Instructions to follow
Copy every line of the rows below, requests included, with each polygon coordinate in the answers multiplied by 0.85 and rounded to a whole number, halves rounding up. Leave the pictures out of your reply.

>> Begin The data

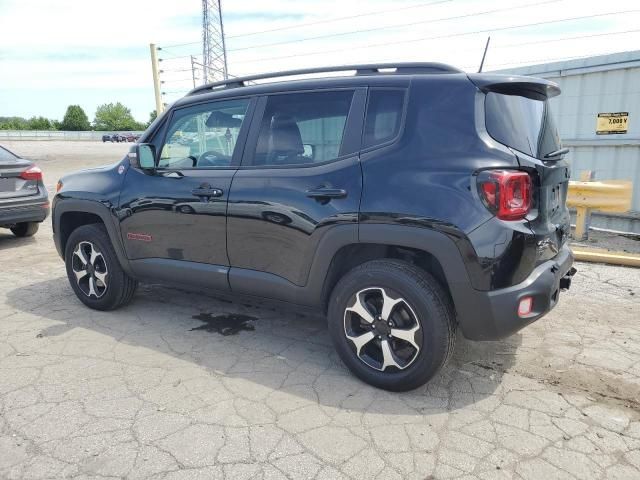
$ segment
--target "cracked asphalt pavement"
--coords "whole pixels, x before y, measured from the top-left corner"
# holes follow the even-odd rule
[[[9,146],[51,186],[126,149],[76,143]],[[0,478],[638,479],[640,270],[576,266],[543,320],[459,338],[398,394],[350,375],[320,318],[158,285],[91,311],[49,221],[0,230]]]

>> End The data

Task answer
$ segment
--target "cracked asphalt pavement"
--coords "whole pixels, x before y, measured from the top-left corner"
# holes follow the even-odd rule
[[[8,124],[43,158],[107,127],[65,122]],[[0,406],[542,407],[544,230],[490,226],[462,272],[390,287],[338,335],[298,319],[272,270],[134,242],[77,264],[42,188],[0,196]]]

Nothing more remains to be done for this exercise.